Begin DATA LISTING
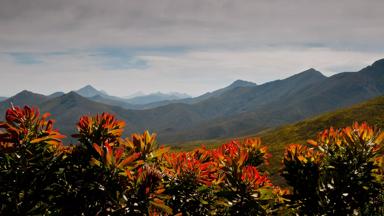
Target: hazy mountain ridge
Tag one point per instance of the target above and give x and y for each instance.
(239, 109)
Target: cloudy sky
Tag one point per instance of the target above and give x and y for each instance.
(192, 46)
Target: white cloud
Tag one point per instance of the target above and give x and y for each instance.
(193, 71)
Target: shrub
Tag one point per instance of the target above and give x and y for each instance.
(341, 173)
(106, 174)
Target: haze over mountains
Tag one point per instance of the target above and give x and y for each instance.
(241, 108)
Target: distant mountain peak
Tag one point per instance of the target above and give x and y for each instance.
(242, 83)
(311, 72)
(89, 91)
(378, 63)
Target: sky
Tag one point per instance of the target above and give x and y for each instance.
(189, 46)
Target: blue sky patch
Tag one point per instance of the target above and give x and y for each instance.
(25, 58)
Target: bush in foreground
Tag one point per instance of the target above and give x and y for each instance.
(340, 173)
(107, 174)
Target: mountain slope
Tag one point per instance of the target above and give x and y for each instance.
(371, 111)
(156, 97)
(240, 110)
(89, 91)
(286, 101)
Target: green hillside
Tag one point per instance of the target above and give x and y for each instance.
(276, 139)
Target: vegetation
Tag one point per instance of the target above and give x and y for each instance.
(276, 139)
(341, 173)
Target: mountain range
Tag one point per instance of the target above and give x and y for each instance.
(239, 109)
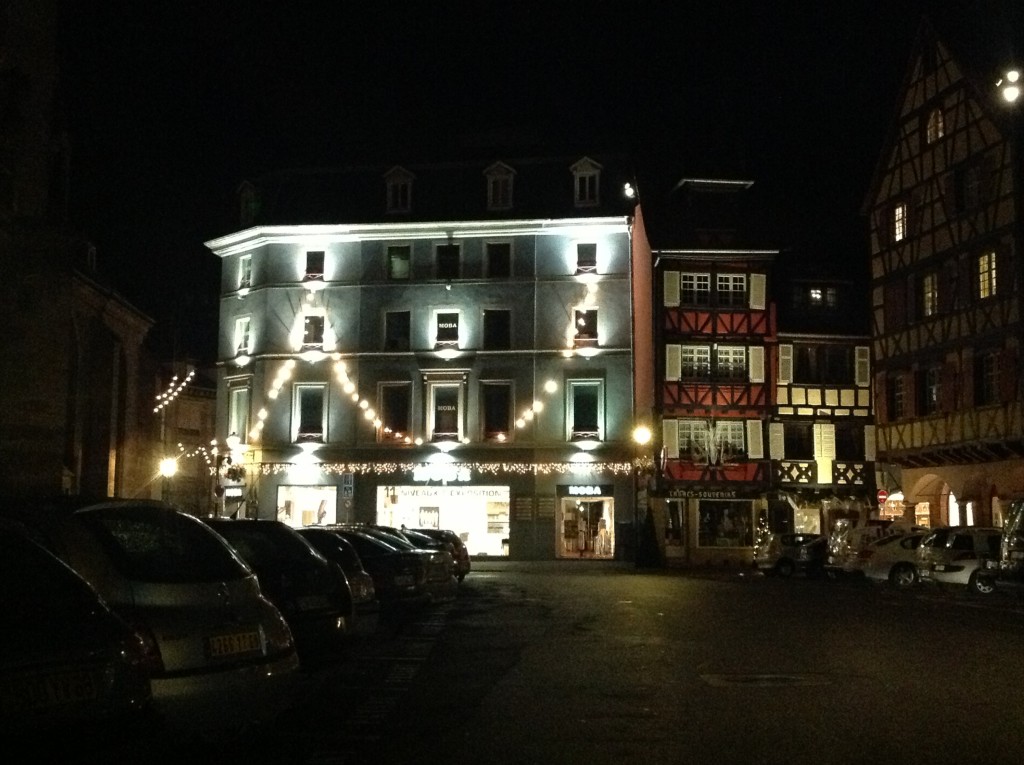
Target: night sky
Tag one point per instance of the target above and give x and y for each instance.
(170, 105)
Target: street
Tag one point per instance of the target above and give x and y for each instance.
(596, 663)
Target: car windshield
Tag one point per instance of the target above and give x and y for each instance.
(160, 545)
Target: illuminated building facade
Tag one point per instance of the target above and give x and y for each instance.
(944, 212)
(433, 345)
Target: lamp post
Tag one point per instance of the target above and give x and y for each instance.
(168, 467)
(641, 436)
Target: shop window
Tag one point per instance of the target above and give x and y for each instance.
(395, 410)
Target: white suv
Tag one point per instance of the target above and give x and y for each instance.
(954, 555)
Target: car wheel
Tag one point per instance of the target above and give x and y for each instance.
(979, 584)
(903, 576)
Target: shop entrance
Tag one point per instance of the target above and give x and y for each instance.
(586, 528)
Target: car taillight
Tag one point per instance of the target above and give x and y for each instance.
(153, 662)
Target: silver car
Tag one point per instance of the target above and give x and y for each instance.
(956, 555)
(224, 656)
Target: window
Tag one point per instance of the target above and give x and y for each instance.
(312, 335)
(897, 398)
(496, 401)
(799, 440)
(586, 409)
(444, 406)
(500, 178)
(448, 261)
(238, 412)
(499, 259)
(822, 297)
(732, 290)
(314, 265)
(398, 261)
(930, 295)
(986, 378)
(448, 329)
(899, 222)
(695, 362)
(245, 271)
(395, 410)
(308, 413)
(936, 126)
(243, 336)
(986, 274)
(711, 442)
(695, 289)
(731, 363)
(497, 329)
(586, 327)
(930, 390)
(396, 329)
(399, 189)
(586, 258)
(587, 176)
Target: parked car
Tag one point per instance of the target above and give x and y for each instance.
(310, 592)
(957, 555)
(785, 554)
(460, 552)
(399, 576)
(72, 672)
(847, 539)
(223, 655)
(442, 586)
(333, 546)
(892, 559)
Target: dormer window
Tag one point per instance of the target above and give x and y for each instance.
(587, 180)
(500, 178)
(314, 265)
(399, 189)
(245, 271)
(586, 258)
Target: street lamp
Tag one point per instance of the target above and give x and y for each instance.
(168, 467)
(641, 436)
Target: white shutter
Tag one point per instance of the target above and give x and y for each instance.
(784, 365)
(670, 438)
(824, 441)
(756, 363)
(863, 366)
(755, 440)
(776, 440)
(757, 296)
(673, 362)
(672, 288)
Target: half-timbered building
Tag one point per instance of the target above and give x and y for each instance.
(944, 211)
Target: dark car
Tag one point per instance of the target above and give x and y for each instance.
(399, 575)
(460, 552)
(335, 547)
(72, 672)
(223, 656)
(310, 592)
(796, 552)
(442, 585)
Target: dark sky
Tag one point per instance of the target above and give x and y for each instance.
(172, 103)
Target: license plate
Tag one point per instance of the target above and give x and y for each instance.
(48, 690)
(233, 644)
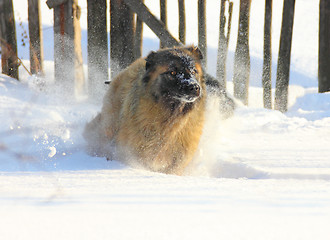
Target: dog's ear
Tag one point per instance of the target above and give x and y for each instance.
(196, 52)
(150, 60)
End DATA LISTING
**PROBLEM DESCRIPTION:**
Turn the part of the records that opens with the line containing "Target: white shutter" and runs through the end of the records into a Markdown table with the columns Row and Line, one numbered row per line. Skip blank lines and leave the pictures out.

**RESPONSE TO THIS EXERCISE:**
| Row | Line |
|---|---|
| 1 | Target: white shutter |
| 2 | Tag one point per instance of the target above and give x and y for each instance. |
| 3 | (784, 365) |
| 4 | (670, 438) |
| 5 | (824, 441) |
| 6 | (756, 363) |
| 7 | (863, 366) |
| 8 | (755, 440) |
| 9 | (776, 440) |
| 10 | (757, 296) |
| 11 | (673, 362) |
| 12 | (672, 288) |
| 13 | Target: half-timbered building |
| 14 | Tag one point per instance of the target above and give x and y for each instance. |
| 15 | (944, 211) |
| 16 | Target: dark car |
| 17 | Tag one point per instance of the target above and give x and y for each instance. |
| 18 | (399, 575) |
| 19 | (460, 552) |
| 20 | (335, 547) |
| 21 | (72, 672) |
| 22 | (223, 656) |
| 23 | (310, 592) |
| 24 | (796, 552) |
| 25 | (442, 585) |
| 26 | Target: dark sky |
| 27 | Tag one point per instance of the target above and give x and y for each instance. |
| 28 | (172, 103) |
| 29 | Target: license plate |
| 30 | Tag one point per instance of the target above and give x and y for each instance. |
| 31 | (48, 690) |
| 32 | (233, 644) |
| 33 | Target: dog's ear |
| 34 | Tag one point per instance of the target above and give x and y for each instance. |
| 35 | (196, 52) |
| 36 | (150, 60) |